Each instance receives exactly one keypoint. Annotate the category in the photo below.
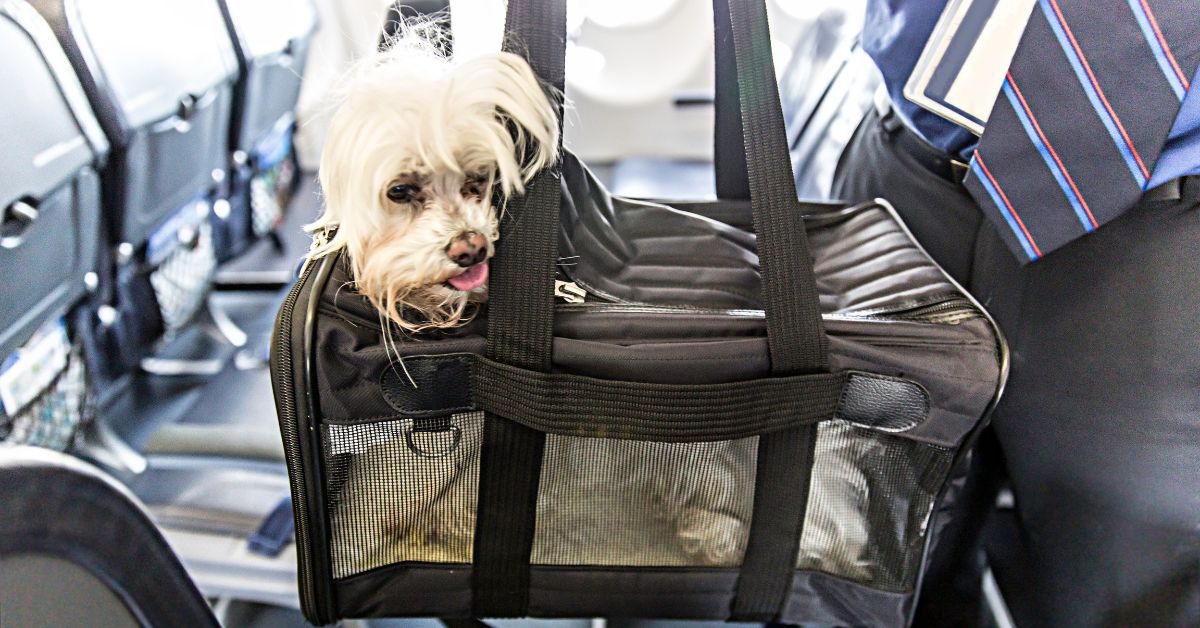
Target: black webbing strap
(574, 405)
(729, 153)
(519, 332)
(795, 330)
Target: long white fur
(409, 111)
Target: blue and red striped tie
(1083, 117)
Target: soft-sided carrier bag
(160, 77)
(658, 414)
(273, 40)
(49, 227)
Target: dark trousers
(1099, 425)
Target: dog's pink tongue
(472, 279)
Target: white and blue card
(965, 60)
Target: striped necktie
(1083, 117)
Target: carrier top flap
(623, 250)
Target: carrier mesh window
(610, 502)
(407, 492)
(402, 491)
(869, 504)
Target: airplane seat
(271, 43)
(49, 229)
(826, 89)
(160, 77)
(77, 549)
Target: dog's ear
(507, 83)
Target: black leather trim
(443, 386)
(885, 404)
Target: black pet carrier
(273, 41)
(639, 425)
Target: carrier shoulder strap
(520, 332)
(521, 309)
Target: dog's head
(414, 153)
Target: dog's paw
(711, 538)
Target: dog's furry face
(414, 154)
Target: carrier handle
(522, 283)
(520, 328)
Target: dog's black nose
(468, 250)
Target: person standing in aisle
(1075, 219)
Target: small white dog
(413, 156)
(417, 149)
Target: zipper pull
(569, 291)
(319, 238)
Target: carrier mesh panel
(407, 492)
(400, 491)
(869, 504)
(54, 418)
(611, 502)
(181, 280)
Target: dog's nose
(468, 250)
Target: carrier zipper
(946, 309)
(939, 310)
(569, 292)
(315, 602)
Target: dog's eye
(401, 193)
(475, 186)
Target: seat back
(271, 41)
(49, 191)
(49, 231)
(77, 549)
(160, 77)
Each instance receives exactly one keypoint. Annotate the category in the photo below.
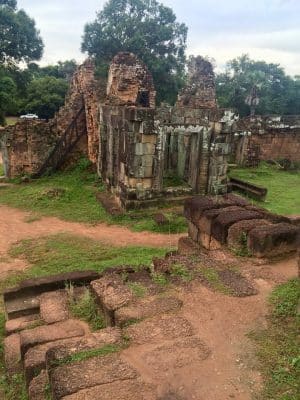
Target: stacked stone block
(230, 221)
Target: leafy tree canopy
(45, 96)
(277, 92)
(20, 41)
(147, 29)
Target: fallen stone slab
(134, 389)
(222, 223)
(38, 387)
(273, 240)
(22, 306)
(35, 358)
(238, 232)
(12, 354)
(50, 333)
(49, 283)
(111, 294)
(146, 308)
(54, 306)
(71, 378)
(19, 324)
(160, 328)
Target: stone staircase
(61, 358)
(73, 133)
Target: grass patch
(213, 279)
(137, 289)
(85, 308)
(278, 346)
(86, 354)
(283, 187)
(71, 196)
(66, 253)
(181, 271)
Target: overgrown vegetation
(71, 195)
(278, 345)
(283, 187)
(84, 308)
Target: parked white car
(29, 116)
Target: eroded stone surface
(12, 354)
(165, 327)
(50, 333)
(121, 390)
(38, 386)
(68, 379)
(35, 358)
(54, 306)
(145, 308)
(18, 324)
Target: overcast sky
(222, 29)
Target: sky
(221, 29)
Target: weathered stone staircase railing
(63, 147)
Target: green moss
(71, 196)
(283, 187)
(85, 308)
(278, 345)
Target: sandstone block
(35, 358)
(37, 387)
(111, 294)
(54, 306)
(12, 354)
(225, 219)
(50, 333)
(19, 324)
(146, 308)
(273, 240)
(71, 378)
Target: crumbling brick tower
(127, 150)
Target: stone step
(50, 333)
(134, 389)
(54, 306)
(71, 378)
(35, 358)
(12, 354)
(22, 306)
(38, 386)
(111, 294)
(146, 308)
(19, 324)
(33, 287)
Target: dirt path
(13, 227)
(221, 323)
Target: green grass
(85, 309)
(283, 187)
(71, 196)
(278, 346)
(65, 253)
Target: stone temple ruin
(135, 145)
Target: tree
(7, 95)
(20, 41)
(147, 29)
(45, 96)
(276, 91)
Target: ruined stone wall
········
Output all the records, word for word, with no pictures in the copy.

=== Final answer ===
Each instance receives exactly one keypoint. Annotate the category in the photo below.
Target: black webbing strap
(574, 405)
(729, 153)
(519, 332)
(795, 330)
Target: long white fur
(409, 111)
Target: blue and red striped tie
(1083, 117)
Target: soft-sided carrier bag
(160, 77)
(658, 414)
(273, 40)
(49, 227)
Target: dark trousers
(1099, 425)
Target: dog's pink tongue
(472, 279)
Target: white and blue card
(965, 60)
Target: striped necktie
(1083, 117)
Target: carrier top flap
(623, 250)
Target: carrier mesh window
(610, 502)
(407, 492)
(402, 491)
(869, 504)
Target: airplane seat
(271, 43)
(49, 229)
(826, 89)
(160, 77)
(77, 549)
Target: dog's ear
(507, 83)
Target: black leather trim
(443, 386)
(885, 404)
Target: black pet carrier
(273, 41)
(639, 425)
Target: carrier shoulder strap
(520, 332)
(521, 309)
Target: dog's head
(414, 153)
Target: dog's paw
(711, 538)
Target: dog's furry face
(414, 154)
Target: carrier handle
(522, 283)
(520, 328)
Target: dog's black nose
(468, 250)
Target: person standing in aisle
(1075, 219)
Target: small white dog
(413, 156)
(417, 149)
Target: zipper pull
(569, 291)
(319, 238)
Target: carrier mesh panel
(407, 492)
(400, 491)
(869, 504)
(54, 418)
(611, 502)
(181, 280)
Target: dog's nose
(468, 250)
Target: carrier zipper
(946, 309)
(939, 310)
(569, 292)
(315, 602)
Target: dog's eye
(401, 193)
(475, 186)
Target: seat back
(271, 41)
(49, 191)
(49, 231)
(77, 549)
(160, 77)
Each instance receives exactly one keypoint. Annotate the category in the photo below.
Target: stacked stone block
(230, 221)
Target: leafy tree canopy
(45, 96)
(277, 92)
(20, 41)
(147, 29)
Target: fallen stone slab
(134, 389)
(222, 223)
(38, 387)
(273, 240)
(22, 306)
(35, 358)
(238, 232)
(12, 354)
(50, 333)
(49, 283)
(111, 294)
(146, 308)
(54, 306)
(71, 378)
(19, 324)
(160, 328)
Target: stone staircase
(61, 358)
(73, 133)
Target: grass patch
(213, 279)
(137, 289)
(85, 308)
(278, 346)
(86, 354)
(283, 187)
(71, 196)
(66, 253)
(181, 271)
Target: overgrown vegetation
(71, 195)
(278, 345)
(283, 187)
(84, 308)
Target: parked white car
(29, 116)
Target: eroded stone surface
(12, 354)
(165, 327)
(50, 333)
(121, 390)
(38, 386)
(68, 379)
(35, 358)
(54, 306)
(145, 308)
(18, 324)
Target: overcast sky
(222, 29)
Target: sky
(221, 29)
Target: weathered stone staircase railing
(63, 147)
Target: green moss
(71, 196)
(283, 187)
(85, 308)
(278, 345)
Target: sandstone block
(35, 358)
(37, 387)
(111, 294)
(54, 306)
(12, 354)
(225, 219)
(50, 333)
(19, 324)
(146, 308)
(273, 240)
(71, 378)
Target: crumbling brick tower
(127, 150)
Target: stone step
(50, 333)
(134, 389)
(54, 306)
(71, 378)
(35, 358)
(12, 354)
(22, 306)
(38, 386)
(111, 294)
(146, 308)
(19, 324)
(33, 287)
Target: dirt path
(13, 227)
(221, 323)
Target: green grass
(85, 309)
(283, 187)
(71, 196)
(278, 346)
(65, 253)
Target: stone temple ruin
(135, 145)
Target: tree
(7, 95)
(20, 41)
(147, 29)
(45, 96)
(276, 91)
Target: ruined stone wall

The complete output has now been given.